### Short exercise
Copy every entry below verbatim, omitting the pictures from your output.

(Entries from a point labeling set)
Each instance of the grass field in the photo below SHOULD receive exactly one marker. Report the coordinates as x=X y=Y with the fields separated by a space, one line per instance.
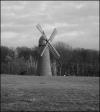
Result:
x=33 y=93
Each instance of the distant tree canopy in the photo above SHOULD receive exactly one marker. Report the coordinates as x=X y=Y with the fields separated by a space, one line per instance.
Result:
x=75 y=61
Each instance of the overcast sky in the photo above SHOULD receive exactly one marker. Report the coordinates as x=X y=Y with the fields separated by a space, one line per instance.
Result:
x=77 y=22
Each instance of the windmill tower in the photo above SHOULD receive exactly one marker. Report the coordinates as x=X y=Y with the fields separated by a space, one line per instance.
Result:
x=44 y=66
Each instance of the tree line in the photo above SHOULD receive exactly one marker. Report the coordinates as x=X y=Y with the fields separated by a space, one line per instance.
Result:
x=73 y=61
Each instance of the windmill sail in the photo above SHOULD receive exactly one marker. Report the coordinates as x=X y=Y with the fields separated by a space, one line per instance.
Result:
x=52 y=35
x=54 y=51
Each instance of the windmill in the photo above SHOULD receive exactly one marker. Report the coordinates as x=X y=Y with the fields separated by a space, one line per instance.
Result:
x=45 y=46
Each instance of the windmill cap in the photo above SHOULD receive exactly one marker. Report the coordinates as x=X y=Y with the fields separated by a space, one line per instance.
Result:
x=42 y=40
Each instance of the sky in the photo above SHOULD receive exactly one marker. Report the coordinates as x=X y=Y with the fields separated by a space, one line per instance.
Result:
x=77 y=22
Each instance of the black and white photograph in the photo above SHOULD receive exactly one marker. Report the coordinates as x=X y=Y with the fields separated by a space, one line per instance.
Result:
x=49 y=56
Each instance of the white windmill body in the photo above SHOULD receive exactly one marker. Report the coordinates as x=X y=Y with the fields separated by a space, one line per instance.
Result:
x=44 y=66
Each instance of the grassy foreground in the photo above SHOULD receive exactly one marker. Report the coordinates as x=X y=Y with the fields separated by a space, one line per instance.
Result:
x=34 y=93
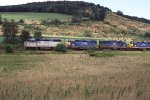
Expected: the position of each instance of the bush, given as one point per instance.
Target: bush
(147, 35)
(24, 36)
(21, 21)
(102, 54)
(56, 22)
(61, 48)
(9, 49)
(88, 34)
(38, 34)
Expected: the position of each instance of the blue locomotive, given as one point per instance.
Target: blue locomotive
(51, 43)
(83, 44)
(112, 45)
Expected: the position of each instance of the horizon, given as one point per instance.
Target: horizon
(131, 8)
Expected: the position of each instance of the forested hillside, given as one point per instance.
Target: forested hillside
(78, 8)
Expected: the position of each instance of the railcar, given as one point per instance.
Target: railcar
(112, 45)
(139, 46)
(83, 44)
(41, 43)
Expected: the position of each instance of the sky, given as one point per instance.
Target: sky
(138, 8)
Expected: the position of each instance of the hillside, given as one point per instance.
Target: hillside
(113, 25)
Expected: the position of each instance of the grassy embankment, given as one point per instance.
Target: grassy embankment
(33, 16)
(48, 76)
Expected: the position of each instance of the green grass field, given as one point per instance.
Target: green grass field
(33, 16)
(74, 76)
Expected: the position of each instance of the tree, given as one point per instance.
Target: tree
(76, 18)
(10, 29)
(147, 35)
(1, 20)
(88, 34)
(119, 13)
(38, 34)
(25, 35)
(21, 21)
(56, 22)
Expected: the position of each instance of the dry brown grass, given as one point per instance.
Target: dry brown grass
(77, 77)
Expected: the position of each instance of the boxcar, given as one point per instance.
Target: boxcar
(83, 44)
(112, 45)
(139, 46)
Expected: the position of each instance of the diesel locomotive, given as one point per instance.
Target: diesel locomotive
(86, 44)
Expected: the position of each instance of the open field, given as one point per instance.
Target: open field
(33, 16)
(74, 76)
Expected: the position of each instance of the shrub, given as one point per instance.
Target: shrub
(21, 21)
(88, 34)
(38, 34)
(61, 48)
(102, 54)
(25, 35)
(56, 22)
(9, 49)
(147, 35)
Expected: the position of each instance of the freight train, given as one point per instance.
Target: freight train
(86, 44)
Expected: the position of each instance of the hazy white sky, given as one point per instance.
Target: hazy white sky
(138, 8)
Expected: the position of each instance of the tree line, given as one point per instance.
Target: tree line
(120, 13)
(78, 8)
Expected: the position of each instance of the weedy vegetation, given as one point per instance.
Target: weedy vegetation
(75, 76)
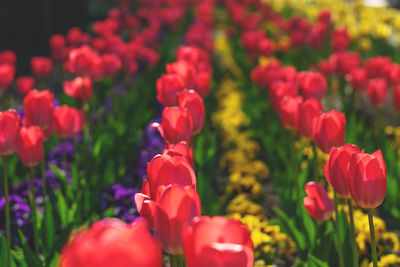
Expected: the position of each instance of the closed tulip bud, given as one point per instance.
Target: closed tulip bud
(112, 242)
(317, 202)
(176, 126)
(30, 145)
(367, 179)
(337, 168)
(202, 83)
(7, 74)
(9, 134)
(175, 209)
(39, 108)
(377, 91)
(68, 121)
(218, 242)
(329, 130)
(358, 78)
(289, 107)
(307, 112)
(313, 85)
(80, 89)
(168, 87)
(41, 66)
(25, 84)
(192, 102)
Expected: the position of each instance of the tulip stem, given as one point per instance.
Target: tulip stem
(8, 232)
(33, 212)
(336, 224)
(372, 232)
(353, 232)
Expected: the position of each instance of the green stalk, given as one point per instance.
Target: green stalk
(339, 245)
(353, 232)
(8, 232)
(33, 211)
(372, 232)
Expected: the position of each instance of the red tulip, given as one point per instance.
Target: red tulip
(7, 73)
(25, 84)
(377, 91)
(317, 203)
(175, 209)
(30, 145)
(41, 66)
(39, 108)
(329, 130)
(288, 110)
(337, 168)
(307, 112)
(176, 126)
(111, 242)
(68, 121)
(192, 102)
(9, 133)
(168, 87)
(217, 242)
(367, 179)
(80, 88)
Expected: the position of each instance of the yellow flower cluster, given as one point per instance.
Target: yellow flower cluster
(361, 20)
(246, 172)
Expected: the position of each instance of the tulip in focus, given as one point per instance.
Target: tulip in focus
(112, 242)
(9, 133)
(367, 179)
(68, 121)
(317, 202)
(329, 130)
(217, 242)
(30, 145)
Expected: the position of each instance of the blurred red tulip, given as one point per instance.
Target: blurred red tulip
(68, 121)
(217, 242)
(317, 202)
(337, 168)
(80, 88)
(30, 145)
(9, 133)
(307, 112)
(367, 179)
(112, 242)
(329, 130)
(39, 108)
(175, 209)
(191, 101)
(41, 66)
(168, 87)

### Expected answer
Each instance of the grass field in the photo below SHOULD receive exactly one marker. Report the coordinates as x=X y=Y with the fields separated by a space, one line per instance.
Result:
x=33 y=93
Each instance of the distant tree canopy in the photo above SHOULD receive exactly one marker. Report the coordinates as x=X y=Y with the fields separated by a space, one line per instance.
Result:
x=75 y=61
Each instance of the overcast sky in the photo above SHOULD receive exactly one marker. Report the coordinates as x=X y=Y with the fields separated by a space, one line per instance.
Result:
x=77 y=22
Each instance of the windmill tower in the photo above SHOULD receive exactly one marker. Report the coordinates as x=X y=Y with the fields separated by a space, one line per instance.
Result:
x=44 y=66
Each instance of the tree line in the photo above SHOULD receive exactly one marker. Report the coordinates as x=X y=Y with the fields separated by a space, one line per instance.
Result:
x=73 y=61
Each instance of the windmill sail in the photo above SHOULD receive exactly one marker. Report the coordinates as x=X y=Y with the fields separated by a space, one line per instance.
Result:
x=52 y=35
x=54 y=51
Each instance of the windmill in the photo above SHOULD receive exactly one marker. Report the coordinates as x=X y=Y with the fields separated by a space, one line per instance.
Result:
x=45 y=46
Each instance of the windmill cap in the photo above SHOULD receive exactly one marker. Report the coordinates as x=X y=Y with the fields separated by a space, one line per instance.
Result:
x=42 y=40
Each instance of the sky in the photo above SHOULD receive exactly one marker. Report the coordinates as x=X y=Y with the fields separated by a space, one line per instance.
Result:
x=77 y=22
Each instance of the black and white photograph in the photo above SHOULD receive exactly one marker. Report the coordinates as x=X y=Y with the fields separated by a space, one line per instance.
Result:
x=49 y=56
Each instance of the white windmill body in the photo above SHOULD receive exactly one marker. Report the coordinates as x=X y=Y with the fields separated by a space, one line per instance.
Result:
x=44 y=66
Each instance of the grassy foreground in the photo above SHOULD receive exactly one marker. Report the coordinates as x=X y=Y with the fields separated by a space, one line per instance.
Result:
x=34 y=93
Expected: the position of each instance of the bush, given as one point per instance.
Target: bush
(147, 35)
(24, 36)
(21, 21)
(102, 54)
(56, 22)
(61, 48)
(9, 49)
(88, 34)
(38, 34)
Expected: the position of each instance of the blue locomotive, given as one point per instance.
Target: blue locomotive
(51, 43)
(83, 44)
(112, 45)
Expected: the position of each instance of the horizon, given as one point per instance.
Target: horizon
(131, 8)
Expected: the position of each instance of the forested hillside, given as one point per instance.
Target: forested hillside
(78, 8)
Expected: the position of each instance of the railcar, given as one point per instance.
Target: railcar
(112, 45)
(139, 46)
(83, 44)
(41, 43)
Expected: the position of each instance of the sky, given as one point per instance.
Target: sky
(138, 8)
Expected: the position of each instance of the hillside, given as one point per instance.
Target: hillside
(113, 25)
Expected: the position of each instance of the grassy embankment, given as one point per instance.
Target: grassy embankment
(33, 16)
(48, 76)
Expected: the position of each instance of the green grass field, given as one point per instance.
Target: green grass field
(33, 16)
(74, 76)
Expected: the position of each instance of the tree, given as one point per instance.
Target: tree
(76, 18)
(10, 29)
(147, 35)
(1, 20)
(88, 34)
(119, 13)
(38, 34)
(25, 35)
(21, 21)
(56, 22)
Expected: the position of each instance of the dry brown grass, given as one point per instance.
Target: dry brown grass
(77, 77)
Expected: the position of each instance of the boxcar, given as one point per instance.
Target: boxcar
(83, 44)
(112, 45)
(139, 46)
Expected: the position of each instance of the diesel locomotive, given as one point per instance.
Target: diesel locomotive
(86, 44)
Expected: the position of each instance of the open field, given as one point per instance.
Target: open field
(33, 16)
(74, 76)
Expected: the position of each instance of the shrub, given as one point per instance.
Target: shrub
(21, 21)
(88, 34)
(38, 34)
(61, 48)
(102, 54)
(25, 35)
(56, 22)
(9, 49)
(147, 35)
Expected: the position of each instance of the freight train, given as one point per instance.
Target: freight train
(86, 44)
Expected: the position of each instance of the hazy white sky, given as one point per instance.
Target: hazy white sky
(138, 8)
Expected: the position of each instance of the tree line, given as one point per instance.
Target: tree line
(120, 13)
(78, 8)
Expected: the position of each instance of the weedy vegetation, given as one point per instance.
Target: weedy vegetation
(75, 76)
Expected: the position of each instance of the closed tulip bud, given as one point per instance.
Target: closed tulip bud
(112, 242)
(317, 202)
(176, 126)
(30, 145)
(367, 179)
(337, 168)
(202, 83)
(7, 74)
(9, 134)
(175, 209)
(39, 108)
(377, 91)
(68, 121)
(218, 242)
(329, 130)
(358, 78)
(289, 107)
(307, 112)
(313, 85)
(80, 89)
(168, 87)
(41, 66)
(25, 84)
(192, 102)
Expected: the position of each instance of the tulip stem, given as one point per instance.
Target: tulip stem
(8, 232)
(33, 212)
(336, 224)
(372, 232)
(353, 232)
Expected: the position of each instance of the green stalk, given as one point per instance.
Target: green stalk
(339, 245)
(353, 232)
(8, 232)
(33, 211)
(372, 232)
Expected: the position of each instance of the red tulip, given as one point per instance.
Target: red tulip
(7, 73)
(25, 84)
(377, 91)
(317, 203)
(175, 209)
(30, 145)
(41, 66)
(39, 108)
(329, 130)
(288, 110)
(337, 168)
(307, 112)
(176, 126)
(111, 242)
(68, 121)
(192, 102)
(9, 133)
(168, 87)
(217, 242)
(367, 179)
(80, 88)
Expected: the position of each instance of the yellow flower cluster, given as one point per instance.
Target: yellow flower cluster
(361, 20)
(246, 172)
Expected: the position of each instance of the tulip in focus, given as one point per instance.
Target: tulip in focus
(112, 242)
(9, 133)
(367, 179)
(68, 121)
(317, 202)
(329, 130)
(217, 242)
(30, 145)
Expected: the position of each instance of the blurred red tulip, given as one point per instance.
Target: blurred red tulip
(68, 121)
(217, 242)
(317, 202)
(337, 168)
(80, 88)
(30, 145)
(9, 133)
(307, 112)
(367, 179)
(112, 242)
(329, 130)
(39, 108)
(175, 209)
(191, 101)
(41, 66)
(168, 87)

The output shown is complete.